Copy each line of the material below word for word, without changing anything.

::::

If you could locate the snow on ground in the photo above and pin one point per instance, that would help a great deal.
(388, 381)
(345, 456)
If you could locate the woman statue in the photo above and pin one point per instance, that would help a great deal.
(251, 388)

::::

*Result for this task*:
If you could locate the snow on ground in the photo above and pin one point per instance, that would help a great deal.
(388, 381)
(345, 456)
If you could locate the woman statue in the photo above and pin one point per instance, that would help a great deal.
(251, 388)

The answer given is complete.